**Texte de l'exercice**:
..........

Pouvez-vous nous expliquer brièvement comment vous est venu l’idée de cette étude et votre méthodologie?

Le Registre des tumeurs de Genève est un des plus anciens registres des cancers d’Europe, il bénéficie d’une base de données des plus détaillées et d’une mise à jour certifiée, il devient alors un puissant instrument de santé publique. Le cancer du sein représente dans les pays industrialisés 40% des cancers de la femme, 25% des décès par cancer, c’est une priorité de santé publique. Nous avions fait ces dernières années de nombreuses recherches sur ce cancer, le terrain était dégagé. Nous pouvions nous attaquer à ce problème difficile des inégalités devant le pronostic.

Nous étude porte sur un peu plus de 3000 femmes de moins de 70 ans atteintes du cancer du sein à Genève entre 1980 et 2000. Nous avons observé heureusement que la survie à 5 ans était bonne, environ 86% des patientes avaient survécu, mais qu’elle était deux fois moins bonne pour la CSP basse (81%) que pour la CSP haute (91%). Nous avons voulu comprendre et mettre à nu ce risque aggravé. Notre étude montre un risque relatif (brut) de 2,4 pour la CSP basse par rapport à la CSP haute, et une fois corrigé de tous les autres facteurs connus, il reste un risque relatif de 1,7.

Quel impact pourrait avoir cette recherche? Quelles conclusions tirez-vous?

Comme je l’ai relevé toute à l’heure, il n’y a rien de nouveau à démontrer l’inégalité sociale devant la mort. Soit dit en passant, ce constat est en soi insupportable ou… devrait l’être.

Ce qui est sidérant c’est que cette inégalité est tellement perceptible à Genève, qu’elle demeure intacte malgré l’amélioration du système de soin entre 1980 et 2000 et qu’elle est attribuable au moins pour moitié à des facteurs «encore cachés» déterminant la couche sociale.

Cette étude devrait être reproduite ailleurs en Suisse ou en Europe, même si cela ne va pas être aisé dans la mesure où il y peu de registres de cancer en Europe disposant d’une gamme de données aussi complètes et d’un recul suffisant pour mener une étude comparable.

Il faudra donc surtout affiner les recherches épidémiologiques, mais aussi sociologiques pour «découvrir» ces déterminants encore méconnus attribuables à la classe sociale. Je ne crois pas pour ma part qu’il faille chercher bien au-delà des inégalités «classiques»: différences de revenus, d’habitat, de possibilités de décrocher pour surmonter la maladie (aides à domicile, convalescence ou vacances ou résidence secondaire) etc.

..........

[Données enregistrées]

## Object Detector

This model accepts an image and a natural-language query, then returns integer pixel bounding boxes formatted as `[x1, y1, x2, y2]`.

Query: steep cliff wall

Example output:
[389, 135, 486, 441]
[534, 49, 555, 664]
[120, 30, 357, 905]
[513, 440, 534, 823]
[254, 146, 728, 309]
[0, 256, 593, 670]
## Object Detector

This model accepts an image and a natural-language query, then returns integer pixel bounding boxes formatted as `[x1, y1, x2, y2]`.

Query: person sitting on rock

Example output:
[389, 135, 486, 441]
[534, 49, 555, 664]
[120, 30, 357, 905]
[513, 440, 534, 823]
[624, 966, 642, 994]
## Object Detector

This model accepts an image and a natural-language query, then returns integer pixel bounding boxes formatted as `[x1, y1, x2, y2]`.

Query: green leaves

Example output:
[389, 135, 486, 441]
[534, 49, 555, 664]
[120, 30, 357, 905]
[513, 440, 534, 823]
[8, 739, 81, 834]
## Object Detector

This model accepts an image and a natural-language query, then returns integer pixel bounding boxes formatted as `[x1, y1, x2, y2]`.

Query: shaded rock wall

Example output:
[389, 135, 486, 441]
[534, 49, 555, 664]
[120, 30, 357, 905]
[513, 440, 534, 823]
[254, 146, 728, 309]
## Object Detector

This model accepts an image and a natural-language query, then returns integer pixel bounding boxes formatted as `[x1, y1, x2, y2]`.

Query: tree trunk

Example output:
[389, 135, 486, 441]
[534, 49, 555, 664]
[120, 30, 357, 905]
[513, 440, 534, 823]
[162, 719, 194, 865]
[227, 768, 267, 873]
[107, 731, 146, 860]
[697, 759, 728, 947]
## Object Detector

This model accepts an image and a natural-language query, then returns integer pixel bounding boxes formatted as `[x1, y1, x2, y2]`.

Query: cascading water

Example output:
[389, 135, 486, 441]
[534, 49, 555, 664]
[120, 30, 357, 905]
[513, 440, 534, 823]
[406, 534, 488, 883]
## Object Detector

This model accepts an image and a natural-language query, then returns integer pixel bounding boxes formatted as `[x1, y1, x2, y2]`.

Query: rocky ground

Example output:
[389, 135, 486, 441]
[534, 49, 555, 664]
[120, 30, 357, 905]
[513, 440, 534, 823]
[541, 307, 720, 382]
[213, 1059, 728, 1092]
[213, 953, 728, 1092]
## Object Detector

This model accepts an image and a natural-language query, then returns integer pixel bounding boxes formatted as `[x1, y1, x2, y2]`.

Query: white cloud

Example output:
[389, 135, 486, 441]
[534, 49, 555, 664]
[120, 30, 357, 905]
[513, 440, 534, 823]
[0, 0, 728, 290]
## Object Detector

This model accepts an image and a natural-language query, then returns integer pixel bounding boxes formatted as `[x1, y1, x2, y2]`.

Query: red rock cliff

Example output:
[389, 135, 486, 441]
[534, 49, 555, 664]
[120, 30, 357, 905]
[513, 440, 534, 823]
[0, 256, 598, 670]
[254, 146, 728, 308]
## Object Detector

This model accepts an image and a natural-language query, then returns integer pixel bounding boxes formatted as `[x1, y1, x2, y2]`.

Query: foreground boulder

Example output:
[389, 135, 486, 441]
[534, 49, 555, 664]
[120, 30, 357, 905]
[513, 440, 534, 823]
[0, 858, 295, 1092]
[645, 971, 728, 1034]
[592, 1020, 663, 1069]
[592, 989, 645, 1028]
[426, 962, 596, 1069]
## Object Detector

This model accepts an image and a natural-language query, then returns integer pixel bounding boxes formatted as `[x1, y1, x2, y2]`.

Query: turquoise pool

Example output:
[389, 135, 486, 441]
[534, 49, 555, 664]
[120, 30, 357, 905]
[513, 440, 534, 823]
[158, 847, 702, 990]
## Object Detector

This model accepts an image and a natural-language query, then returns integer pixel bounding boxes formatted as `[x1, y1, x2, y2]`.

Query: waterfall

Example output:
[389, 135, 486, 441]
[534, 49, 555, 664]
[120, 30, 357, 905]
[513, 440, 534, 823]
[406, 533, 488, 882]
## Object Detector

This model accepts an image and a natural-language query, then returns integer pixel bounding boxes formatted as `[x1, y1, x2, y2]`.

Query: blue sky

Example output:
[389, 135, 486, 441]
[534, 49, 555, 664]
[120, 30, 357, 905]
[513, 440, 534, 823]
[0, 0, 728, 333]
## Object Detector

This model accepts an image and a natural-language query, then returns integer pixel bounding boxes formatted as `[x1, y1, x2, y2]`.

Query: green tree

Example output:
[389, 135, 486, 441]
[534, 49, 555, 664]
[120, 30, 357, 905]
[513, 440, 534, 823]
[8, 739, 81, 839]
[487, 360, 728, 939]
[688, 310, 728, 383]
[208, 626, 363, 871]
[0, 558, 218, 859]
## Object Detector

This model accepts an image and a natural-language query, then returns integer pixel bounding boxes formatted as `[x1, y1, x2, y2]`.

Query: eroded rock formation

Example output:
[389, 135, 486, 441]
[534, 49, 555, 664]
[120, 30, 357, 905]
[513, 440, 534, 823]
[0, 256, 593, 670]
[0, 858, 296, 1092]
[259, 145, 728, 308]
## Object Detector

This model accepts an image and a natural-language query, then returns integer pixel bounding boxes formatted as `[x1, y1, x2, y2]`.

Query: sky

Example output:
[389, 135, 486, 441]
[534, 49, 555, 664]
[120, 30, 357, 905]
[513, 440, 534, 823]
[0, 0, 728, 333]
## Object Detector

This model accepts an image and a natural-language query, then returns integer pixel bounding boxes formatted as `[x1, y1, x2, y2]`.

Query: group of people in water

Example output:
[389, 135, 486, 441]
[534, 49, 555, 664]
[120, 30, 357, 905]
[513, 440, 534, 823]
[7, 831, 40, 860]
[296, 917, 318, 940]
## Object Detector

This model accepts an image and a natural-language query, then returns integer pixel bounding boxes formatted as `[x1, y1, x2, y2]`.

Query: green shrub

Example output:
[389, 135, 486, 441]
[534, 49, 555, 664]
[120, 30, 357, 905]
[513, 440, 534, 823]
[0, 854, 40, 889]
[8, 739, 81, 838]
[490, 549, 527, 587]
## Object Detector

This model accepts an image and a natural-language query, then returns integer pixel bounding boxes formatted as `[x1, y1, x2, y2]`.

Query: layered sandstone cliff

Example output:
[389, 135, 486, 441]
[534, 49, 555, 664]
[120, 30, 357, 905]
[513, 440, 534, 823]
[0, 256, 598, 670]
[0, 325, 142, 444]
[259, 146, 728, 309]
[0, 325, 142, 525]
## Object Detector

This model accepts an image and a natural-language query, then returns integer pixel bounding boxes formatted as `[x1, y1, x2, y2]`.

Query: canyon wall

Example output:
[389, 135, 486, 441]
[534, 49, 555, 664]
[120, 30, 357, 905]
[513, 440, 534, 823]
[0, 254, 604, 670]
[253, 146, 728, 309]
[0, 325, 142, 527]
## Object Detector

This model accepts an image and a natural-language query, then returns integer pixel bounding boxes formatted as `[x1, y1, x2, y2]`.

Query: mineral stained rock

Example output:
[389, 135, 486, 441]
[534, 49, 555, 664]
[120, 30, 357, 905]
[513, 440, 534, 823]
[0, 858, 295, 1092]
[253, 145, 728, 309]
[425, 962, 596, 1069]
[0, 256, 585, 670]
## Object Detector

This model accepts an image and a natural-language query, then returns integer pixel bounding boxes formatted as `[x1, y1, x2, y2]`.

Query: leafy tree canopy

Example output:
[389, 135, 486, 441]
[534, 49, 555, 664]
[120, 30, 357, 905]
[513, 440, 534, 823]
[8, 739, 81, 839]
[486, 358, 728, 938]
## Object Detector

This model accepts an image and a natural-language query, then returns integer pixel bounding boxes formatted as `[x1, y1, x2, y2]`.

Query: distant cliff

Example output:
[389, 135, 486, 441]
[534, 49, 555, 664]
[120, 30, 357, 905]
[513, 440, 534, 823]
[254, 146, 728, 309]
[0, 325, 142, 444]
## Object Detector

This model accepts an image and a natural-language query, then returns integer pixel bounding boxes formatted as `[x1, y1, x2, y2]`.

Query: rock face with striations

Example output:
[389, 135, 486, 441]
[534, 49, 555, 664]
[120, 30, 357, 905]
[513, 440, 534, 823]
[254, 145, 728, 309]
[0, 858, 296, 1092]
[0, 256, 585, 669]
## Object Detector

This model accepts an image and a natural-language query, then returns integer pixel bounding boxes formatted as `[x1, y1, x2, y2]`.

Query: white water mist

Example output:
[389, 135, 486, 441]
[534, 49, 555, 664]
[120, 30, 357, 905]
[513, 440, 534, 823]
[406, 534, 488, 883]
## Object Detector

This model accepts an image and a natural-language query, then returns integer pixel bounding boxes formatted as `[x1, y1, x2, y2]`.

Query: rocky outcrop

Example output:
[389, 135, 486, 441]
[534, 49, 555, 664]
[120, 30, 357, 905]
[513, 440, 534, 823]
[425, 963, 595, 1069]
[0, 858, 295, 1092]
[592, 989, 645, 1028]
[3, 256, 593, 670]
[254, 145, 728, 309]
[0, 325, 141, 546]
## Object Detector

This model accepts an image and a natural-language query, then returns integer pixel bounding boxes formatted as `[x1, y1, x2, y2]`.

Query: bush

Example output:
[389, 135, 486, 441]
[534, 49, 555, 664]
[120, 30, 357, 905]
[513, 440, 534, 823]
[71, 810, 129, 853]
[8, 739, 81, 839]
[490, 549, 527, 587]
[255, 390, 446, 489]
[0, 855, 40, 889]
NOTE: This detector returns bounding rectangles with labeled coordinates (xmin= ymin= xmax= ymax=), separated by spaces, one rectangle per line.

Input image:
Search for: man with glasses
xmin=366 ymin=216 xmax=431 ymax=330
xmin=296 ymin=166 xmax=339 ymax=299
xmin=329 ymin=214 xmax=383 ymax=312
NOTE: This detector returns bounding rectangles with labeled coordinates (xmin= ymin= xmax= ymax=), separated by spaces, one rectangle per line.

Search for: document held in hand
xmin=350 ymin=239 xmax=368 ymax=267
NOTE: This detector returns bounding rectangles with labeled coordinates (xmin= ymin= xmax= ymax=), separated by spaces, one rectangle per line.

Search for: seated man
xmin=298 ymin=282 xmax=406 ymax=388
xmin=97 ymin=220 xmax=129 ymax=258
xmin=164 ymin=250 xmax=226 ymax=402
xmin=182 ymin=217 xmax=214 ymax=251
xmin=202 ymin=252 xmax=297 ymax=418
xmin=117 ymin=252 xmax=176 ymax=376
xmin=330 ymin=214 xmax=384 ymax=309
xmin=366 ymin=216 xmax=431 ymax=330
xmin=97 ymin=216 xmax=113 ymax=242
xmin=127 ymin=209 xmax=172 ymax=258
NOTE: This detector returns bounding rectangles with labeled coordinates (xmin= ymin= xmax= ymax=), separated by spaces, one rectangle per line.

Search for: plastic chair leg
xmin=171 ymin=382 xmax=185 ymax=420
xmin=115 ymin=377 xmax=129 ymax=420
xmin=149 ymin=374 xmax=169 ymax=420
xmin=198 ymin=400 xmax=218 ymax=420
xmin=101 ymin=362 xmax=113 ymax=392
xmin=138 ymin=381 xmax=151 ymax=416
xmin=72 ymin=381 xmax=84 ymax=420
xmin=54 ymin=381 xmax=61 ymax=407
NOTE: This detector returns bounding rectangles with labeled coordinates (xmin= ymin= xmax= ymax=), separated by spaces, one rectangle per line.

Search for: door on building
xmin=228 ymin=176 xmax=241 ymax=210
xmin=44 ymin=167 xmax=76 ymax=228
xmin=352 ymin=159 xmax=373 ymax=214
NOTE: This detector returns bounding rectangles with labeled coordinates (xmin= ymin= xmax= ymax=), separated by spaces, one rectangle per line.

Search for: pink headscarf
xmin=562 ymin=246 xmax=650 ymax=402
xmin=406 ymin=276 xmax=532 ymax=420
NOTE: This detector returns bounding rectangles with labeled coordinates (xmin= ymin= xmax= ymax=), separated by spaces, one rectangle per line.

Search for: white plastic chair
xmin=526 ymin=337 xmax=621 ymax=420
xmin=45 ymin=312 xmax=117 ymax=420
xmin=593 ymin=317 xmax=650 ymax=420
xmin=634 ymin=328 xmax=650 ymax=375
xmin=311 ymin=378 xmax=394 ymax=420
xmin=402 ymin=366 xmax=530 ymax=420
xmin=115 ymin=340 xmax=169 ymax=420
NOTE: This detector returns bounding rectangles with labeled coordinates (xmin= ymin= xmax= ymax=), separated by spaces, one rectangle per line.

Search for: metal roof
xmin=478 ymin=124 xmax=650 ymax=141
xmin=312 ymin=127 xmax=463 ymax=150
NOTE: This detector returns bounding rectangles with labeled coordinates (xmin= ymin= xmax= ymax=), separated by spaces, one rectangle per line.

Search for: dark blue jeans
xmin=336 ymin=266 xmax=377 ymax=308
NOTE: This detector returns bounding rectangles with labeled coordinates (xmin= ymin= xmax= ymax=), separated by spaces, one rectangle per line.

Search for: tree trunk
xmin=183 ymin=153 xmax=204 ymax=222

..........

**Travail à faire**:
• a. D'après le texte sur le cancer du sein à Genève, quel risque relatif reste-t-il pour la CSP basse par rapport à la CSP haute une fois corrigé de tous les autres facteurs connus ?
• b. Poursuivez le texte sur les inégalités face au cancer du sein à Genève à partir de sa dernière phrase.

**Résultats de l'exercice**:
• a. Il reste un risque relatif de 1,7.

• b.
Mais, dès aujourd’hui, il est possible de tenir compte des conclusions de notre étude. Le facteur social doit être évalué de façon systématique dans le bilan pronostique de la maladie et un support social devrait faire partie intégrante des directives de prise en charges.

Le débat est ouvert. Les différents acteurs du système de soin, les patients, dans le cas du cancer du sein les groupes de patientes qui s’organisent collectivement pour améliorer la prise en charge de cette maladie, et les acteurs de la santé publique doivent se concerter pour mettre en place des mesures visant à corriger en partie l’effet des inégalités sociales.

Mais l’impact de cette recherche je le vois aussi, comme un (petit) apport supplémentaire dans le débat de société sur les inégalités sociales et la santé. Si la pauvreté, la marginalité, l’exclusion rendent plus malade, si la couche sociale est un facteur pronostique aggravant, il ne suffit pas de tenter de corriger l’effet de ces inégalités insupportables. Il serait temps, comme participants ou acteurs du système de soins, de s’attaquer à la racine, aux inégalités sociales elles-mêmes. Une seule solution…

Entretien réalisé par la rédaction

* «Social class is an important and independent prognostic factor of breast cancer mortality» sera publiée en juillet, dans l’International Journal of Cancer, vol.119 No. 5.